● REQUESTS:
1) In the commentary on the sliding US dollar, how much did the number of US residents filing for unemployment benefits rise last week, and to what total?
2) List every bank named in the commentary on the sliding US dollar.
3) From the commentary on the sliding US dollar, extract the passage starting with "Last week the" and going on through "than the end.".

It’s no secret that the top item on the agenda of the G7 finance ministers’ meeting this weekend will be the sliding US dollar. Had the world’s economists any faith in the G7’s capacity to either arrive at a consensus or indeed affect any change then perhaps dollar trading would have been steady these past few days. But last night the dollar went into freefall once more, before recovering at least some ground later in the session.

The main spark to yet another dollar tumble was the release of the weekly jobless claims figure. Now – many a commentator finds the official monthly employment data a fairly useless immediate indicator, given the magnitude of revisions that regularly occur in successive months. As the for the weekly jobless claims, well this can be an even more volatile figure to boot. But focus at present is on recession, and recessions are all about jobs – or lack thereof.

Last week the number of US residents filing for unemployment benefits rose 28,000 to 337,000. This was the largest jump since February. The number could quite easily be very different next week unless, as is the fear, a trend has developed. This was the figure that set the dollar off, aided by bad news from Bank of America.

The theme this week has been poor earnings results from America’s national and regional retail banks, from Citigroup to Washington Mutual and beyond. It’s was BA’s turn last night, and once again the bad news was not so much BA’s 32% loss for the quarter (although this was worse than expected) but its outlook for the fourth quarter. While many on Wall Street are hoping the credit crunch has played itself out now, BA suggested we may be closer to the beginning than the end.

And all this means, of course, that another Fed rate cut at the end of the month has become more likely. In fact, last night the Fed funds rate futures shifted the indicative odds of a rate cut from 53% to 74%. It didn’t matter that a release of the September leading indicators signalled only a gradual economic slowdown, or that the Philadelphia Fed index was weaker but not excessively so.

The US dollar fell again against all currencies. The dollar index, which in the past had never breached 80 since its measurement inception in 1973, fell to another new low at 77.6. As the dollar also fell sharply against the yen (yen higher) concerns were raised that carry trade unwinding may have set in again, but the Aussie rallied to US$0.8965, suggesting this is everywhere a US dollar phenomenon.

● PROVIDED INFORMATION:
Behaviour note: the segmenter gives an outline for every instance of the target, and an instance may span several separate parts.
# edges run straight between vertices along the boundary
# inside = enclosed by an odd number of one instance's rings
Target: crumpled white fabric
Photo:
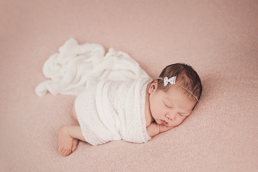
[[[75,108],[83,135],[93,145],[113,140],[144,143],[146,90],[152,81],[145,77],[125,81],[104,80],[85,89]]]
[[[35,91],[42,97],[49,91],[77,95],[85,88],[103,79],[125,81],[146,76],[139,64],[127,53],[112,48],[105,54],[102,45],[78,44],[73,38],[67,40],[45,62],[43,74],[50,79],[40,83]]]

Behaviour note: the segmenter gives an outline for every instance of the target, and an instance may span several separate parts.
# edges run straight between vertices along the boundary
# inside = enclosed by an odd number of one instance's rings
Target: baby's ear
[[[156,88],[156,87],[158,85],[158,83],[159,83],[159,81],[157,80],[156,80],[151,83],[151,84],[150,85],[150,86],[149,88],[149,90],[148,91],[149,93],[151,94],[153,92],[153,91],[155,91],[156,90],[155,89]]]

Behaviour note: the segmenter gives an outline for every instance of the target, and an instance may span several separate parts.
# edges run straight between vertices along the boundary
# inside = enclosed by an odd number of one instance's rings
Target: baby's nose
[[[175,120],[175,114],[174,114],[173,113],[171,113],[170,114],[169,114],[168,113],[167,114],[167,117],[169,118],[171,120]]]

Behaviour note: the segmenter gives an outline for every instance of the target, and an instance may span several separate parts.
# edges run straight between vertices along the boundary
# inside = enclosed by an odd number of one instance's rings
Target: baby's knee
[[[73,108],[72,109],[72,113],[73,114],[73,117],[74,117],[74,118],[75,118],[75,119],[76,120],[76,121],[78,121],[78,119],[77,119],[77,116],[76,115],[76,113],[75,112],[75,109],[74,108],[74,104],[73,104]]]

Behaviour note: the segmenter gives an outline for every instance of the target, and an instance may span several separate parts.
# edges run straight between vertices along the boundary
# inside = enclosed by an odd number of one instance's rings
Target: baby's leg
[[[58,130],[59,152],[69,155],[77,148],[78,139],[86,142],[79,125],[62,126]]]

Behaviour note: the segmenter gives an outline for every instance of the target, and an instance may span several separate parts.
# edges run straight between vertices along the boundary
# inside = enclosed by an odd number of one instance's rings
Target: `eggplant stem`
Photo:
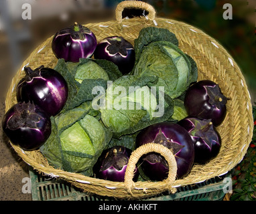
[[[80,30],[79,25],[76,21],[74,23],[74,31],[78,32]]]

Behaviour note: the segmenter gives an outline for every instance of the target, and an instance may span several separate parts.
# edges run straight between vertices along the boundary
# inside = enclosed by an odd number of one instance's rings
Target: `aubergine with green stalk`
[[[192,137],[195,150],[194,163],[205,164],[218,155],[221,138],[210,119],[186,118],[178,124],[184,128]]]
[[[95,35],[86,27],[74,23],[73,26],[58,31],[52,41],[52,49],[57,58],[78,62],[80,58],[90,58],[97,45]]]
[[[225,118],[228,100],[216,83],[204,80],[188,89],[184,106],[190,117],[211,119],[213,125],[218,126]]]
[[[94,56],[95,59],[113,62],[123,74],[131,71],[135,61],[133,45],[121,36],[108,37],[100,41],[96,47]]]

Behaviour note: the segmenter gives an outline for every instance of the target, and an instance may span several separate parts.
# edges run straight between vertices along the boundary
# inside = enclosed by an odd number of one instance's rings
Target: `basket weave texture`
[[[148,17],[122,19],[121,12],[125,7],[141,8],[149,11],[149,14]],[[131,179],[127,179],[124,183],[112,182],[66,172],[51,167],[39,150],[24,151],[11,144],[25,163],[39,172],[64,179],[84,191],[127,199],[148,197],[167,190],[174,193],[175,187],[202,182],[225,174],[243,159],[252,138],[253,121],[250,95],[239,66],[217,41],[200,29],[183,22],[155,17],[155,14],[153,8],[148,4],[141,1],[127,1],[118,5],[116,21],[89,23],[85,26],[92,30],[98,41],[109,36],[119,35],[132,44],[134,44],[134,39],[138,37],[140,30],[145,27],[166,28],[175,33],[179,41],[179,47],[196,62],[198,80],[207,79],[216,82],[223,94],[230,98],[227,103],[225,120],[217,128],[222,139],[222,146],[218,155],[206,165],[195,165],[188,176],[182,179],[174,181],[173,179],[168,177],[170,179],[162,182],[131,183]],[[15,87],[25,76],[25,66],[29,66],[33,69],[41,65],[54,68],[58,60],[51,48],[52,37],[46,39],[23,62],[7,92],[6,111],[17,103]],[[155,148],[152,149],[155,150]],[[166,152],[157,150],[159,152]],[[146,152],[145,151],[144,154]],[[131,158],[129,164],[134,160]],[[127,175],[125,176],[131,177]]]

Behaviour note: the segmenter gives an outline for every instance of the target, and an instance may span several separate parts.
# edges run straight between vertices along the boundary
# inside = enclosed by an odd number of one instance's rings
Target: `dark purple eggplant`
[[[133,46],[124,38],[111,36],[98,43],[94,57],[113,62],[123,74],[126,74],[133,68],[135,52]]]
[[[94,167],[96,176],[111,181],[125,181],[125,175],[131,150],[123,146],[115,146],[103,151]],[[139,175],[136,169],[133,180]]]
[[[26,150],[40,147],[51,134],[51,126],[47,114],[30,102],[15,104],[2,120],[3,130],[11,142]]]
[[[221,139],[210,119],[186,118],[178,124],[191,135],[195,150],[194,163],[205,164],[218,155]]]
[[[63,76],[56,70],[43,66],[32,70],[24,68],[26,76],[17,86],[18,102],[31,102],[48,115],[56,115],[68,98],[68,88]]]
[[[188,175],[194,163],[194,149],[191,136],[183,127],[168,122],[149,126],[137,134],[136,146],[149,142],[161,144],[172,150],[176,156],[178,179]],[[140,172],[144,179],[162,181],[168,177],[168,164],[159,154],[144,154],[140,162]]]
[[[76,22],[73,26],[61,29],[54,35],[52,49],[57,58],[78,62],[80,58],[90,58],[97,45],[95,35],[88,27]]]
[[[217,126],[226,116],[227,100],[217,84],[201,80],[186,91],[184,106],[190,117],[211,119],[214,126]]]

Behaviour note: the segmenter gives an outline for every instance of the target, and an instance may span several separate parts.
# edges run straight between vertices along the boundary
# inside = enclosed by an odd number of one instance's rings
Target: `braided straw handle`
[[[155,19],[155,9],[148,3],[140,1],[124,1],[119,3],[115,9],[115,18],[117,22],[122,22],[122,13],[125,8],[137,8],[149,12],[148,19],[151,21]]]
[[[128,192],[131,195],[131,189],[135,186],[135,183],[133,181],[133,178],[136,164],[142,155],[152,152],[162,154],[168,163],[168,177],[166,179],[160,183],[165,184],[167,189],[170,190],[172,192],[174,193],[176,191],[174,188],[172,186],[176,179],[177,174],[177,163],[174,155],[167,147],[156,143],[150,142],[143,144],[131,153],[131,155],[129,159],[125,175],[125,186],[128,190]]]

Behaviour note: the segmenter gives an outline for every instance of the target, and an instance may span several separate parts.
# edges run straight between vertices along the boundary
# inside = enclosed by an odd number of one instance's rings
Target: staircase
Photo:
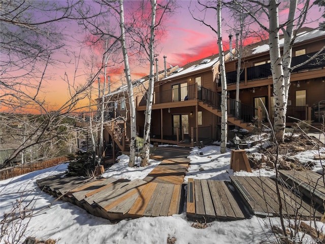
[[[200,100],[199,105],[221,117],[221,95],[203,87],[200,87],[198,90],[198,98]],[[236,112],[237,110],[238,111]],[[253,129],[252,120],[255,115],[255,108],[237,102],[234,99],[227,99],[228,121],[249,131]]]
[[[130,139],[127,133],[126,123],[123,120],[112,120],[106,123],[105,130],[121,151],[129,151]]]

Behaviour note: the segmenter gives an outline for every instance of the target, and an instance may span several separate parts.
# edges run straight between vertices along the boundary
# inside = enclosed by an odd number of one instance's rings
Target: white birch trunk
[[[105,45],[105,67],[104,71],[104,86],[103,87],[103,93],[102,95],[102,108],[101,110],[101,129],[100,129],[100,144],[99,144],[99,155],[100,158],[101,158],[104,156],[104,145],[103,144],[103,137],[104,137],[104,115],[105,109],[105,93],[106,92],[106,79],[107,76],[107,63],[108,62],[108,57],[107,57],[107,38],[106,38],[106,44]],[[100,82],[100,81],[98,81]],[[100,87],[100,82],[99,87]]]
[[[147,93],[147,107],[144,122],[143,134],[143,147],[141,166],[146,166],[149,162],[150,144],[150,126],[151,123],[151,111],[153,99],[153,88],[154,83],[154,28],[156,20],[156,0],[151,0],[151,23],[150,26],[150,38],[149,41],[150,74],[149,87]],[[157,70],[158,70],[158,69]]]
[[[124,8],[123,6],[123,0],[119,0],[120,5],[120,29],[121,32],[121,37],[120,38],[121,46],[122,47],[122,52],[123,53],[123,58],[124,59],[124,73],[125,78],[127,84],[127,90],[128,94],[128,103],[130,106],[130,125],[131,129],[131,135],[130,138],[130,156],[128,162],[129,167],[134,167],[136,156],[136,139],[137,139],[137,125],[136,125],[136,107],[133,96],[133,87],[132,85],[132,80],[131,80],[131,74],[130,67],[128,63],[128,56],[126,49],[126,44],[125,41],[125,30],[124,27]]]
[[[268,6],[269,14],[270,60],[273,80],[274,97],[274,131],[275,138],[282,142],[285,132],[286,115],[290,86],[290,66],[291,64],[294,19],[297,7],[297,0],[290,2],[289,13],[286,32],[284,32],[283,56],[280,53],[279,42],[278,2],[270,1]]]
[[[220,75],[221,81],[221,141],[220,152],[226,152],[227,144],[227,82],[224,68],[224,54],[222,48],[222,36],[221,32],[221,0],[218,0],[217,21],[218,25],[218,47],[219,48],[219,60],[220,63]]]

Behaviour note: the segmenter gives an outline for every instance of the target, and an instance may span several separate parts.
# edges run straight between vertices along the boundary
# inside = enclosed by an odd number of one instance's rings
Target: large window
[[[296,106],[306,106],[306,90],[296,91]]]

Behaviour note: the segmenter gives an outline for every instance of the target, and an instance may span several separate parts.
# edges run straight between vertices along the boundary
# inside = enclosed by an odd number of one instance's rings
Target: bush
[[[73,157],[70,155],[71,159]],[[89,176],[95,170],[95,164],[93,162],[93,155],[91,151],[78,151],[73,161],[68,166],[67,174],[69,176]]]

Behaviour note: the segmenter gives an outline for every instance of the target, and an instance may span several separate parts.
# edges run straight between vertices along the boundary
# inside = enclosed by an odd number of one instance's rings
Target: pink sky
[[[213,54],[218,52],[217,45],[217,38],[215,34],[208,27],[202,25],[200,22],[194,20],[189,13],[188,6],[189,1],[179,1],[181,7],[177,9],[177,13],[169,17],[166,24],[166,32],[160,41],[160,44],[156,49],[158,53],[159,69],[164,69],[163,56],[167,56],[167,62],[173,66],[179,65],[180,67],[186,64],[202,58]],[[227,22],[226,13],[223,13],[225,21],[223,24]],[[284,10],[280,13],[280,16],[284,16],[287,14]],[[308,21],[311,18],[314,19],[319,19],[321,16],[318,8],[314,8],[311,14],[309,15]],[[208,16],[210,21],[214,21],[214,15]],[[317,27],[318,22],[308,24],[309,27]],[[215,25],[216,27],[216,24]],[[229,32],[225,29],[229,28],[227,26],[223,26],[223,44],[225,49],[229,48]],[[82,39],[85,34],[76,34],[74,32],[77,26],[70,25],[66,28],[66,30],[70,34],[78,36],[79,40]],[[233,33],[235,36],[235,33]],[[235,40],[233,40],[234,43]],[[77,44],[74,44],[76,47]],[[76,47],[76,52],[79,52],[79,49]],[[82,49],[82,56],[89,55],[89,52],[86,47]],[[67,59],[68,60],[68,59]],[[80,62],[81,63],[82,62]],[[132,78],[135,80],[141,78],[149,74],[148,64],[143,64],[143,67],[132,67]],[[84,70],[82,68],[82,64],[79,67],[77,71],[78,78],[76,82],[82,84],[85,83],[86,76]],[[122,84],[123,78],[123,64],[120,64],[114,66],[114,69],[108,69],[108,75],[111,77],[111,82],[113,88],[116,88]],[[169,67],[168,66],[168,67]],[[62,103],[62,101],[66,100],[68,96],[68,91],[67,85],[63,78],[64,72],[68,75],[69,79],[73,79],[74,74],[75,65],[62,66],[56,68],[54,73],[56,74],[53,80],[50,81],[47,85],[48,93],[46,94],[46,99],[51,101],[51,104],[55,106],[59,106]],[[103,76],[102,76],[102,79]],[[97,85],[95,84],[95,86]],[[96,93],[94,94],[98,96]]]

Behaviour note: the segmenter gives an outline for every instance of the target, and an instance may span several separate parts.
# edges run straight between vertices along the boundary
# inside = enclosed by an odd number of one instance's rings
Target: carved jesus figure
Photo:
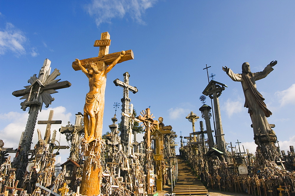
[[[125,54],[125,51],[122,51],[120,56],[112,64],[101,71],[98,70],[96,64],[94,63],[88,65],[86,70],[81,65],[79,59],[76,59],[76,64],[89,79],[90,89],[89,92],[86,94],[84,109],[85,137],[88,142],[95,139],[96,125],[98,123],[102,123],[102,119],[101,122],[99,122],[97,118],[98,113],[104,106],[101,105],[101,101],[104,99],[104,95],[101,93],[101,89],[104,80],[106,79],[106,75]]]
[[[252,73],[250,70],[249,63],[244,62],[242,65],[242,73],[234,73],[229,68],[222,67],[223,71],[234,81],[240,82],[245,95],[244,107],[248,108],[253,125],[255,138],[256,135],[262,134],[275,134],[266,119],[272,113],[267,108],[263,101],[264,98],[256,89],[255,81],[264,78],[273,70],[272,67],[277,63],[272,61],[262,71]],[[260,129],[260,131],[258,131]]]

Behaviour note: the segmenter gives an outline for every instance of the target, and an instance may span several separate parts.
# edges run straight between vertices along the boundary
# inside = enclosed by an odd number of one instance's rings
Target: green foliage
[[[137,116],[136,110],[134,108],[133,108],[133,115],[134,116],[136,117]],[[121,126],[121,123],[119,123],[118,125],[119,126],[119,130],[121,130],[122,129]],[[133,128],[132,128],[132,131],[136,131],[136,133],[138,134],[141,134],[144,132],[142,127],[139,125],[139,122],[136,121],[134,121],[133,123]]]
[[[107,135],[109,135],[110,133],[111,133],[109,131],[106,131],[106,133],[103,134],[102,136],[101,136],[101,138],[103,139],[106,139],[106,136]]]

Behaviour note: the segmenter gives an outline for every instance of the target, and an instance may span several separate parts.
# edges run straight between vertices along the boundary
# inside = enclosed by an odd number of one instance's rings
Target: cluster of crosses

● ANSWERS GIVEN:
1) It rose 28,000, to 337,000.

2) Citigroup, Washington Mutual, Bank of America

3)
Last week the number of US residents filing for unemployment benefits rose 28,000 to 337,000. This was the largest jump since February. The number could quite easily be very different next week unless, as is the fear, a trend has developed. This was the figure that set the dollar off, aided by bad news from Bank of America.

The theme this week has been poor earnings results from America’s national and regional retail banks, from Citigroup to Washington Mutual and beyond. It’s was BA’s turn last night, and once again the bad news was not so much BA’s 32% loss for the quarter (although this was worse than expected) but its outlook for the fourth quarter. While many on Wall Street are hoping the credit crunch has played itself out now, BA suggested we may be closer to the beginning than the end.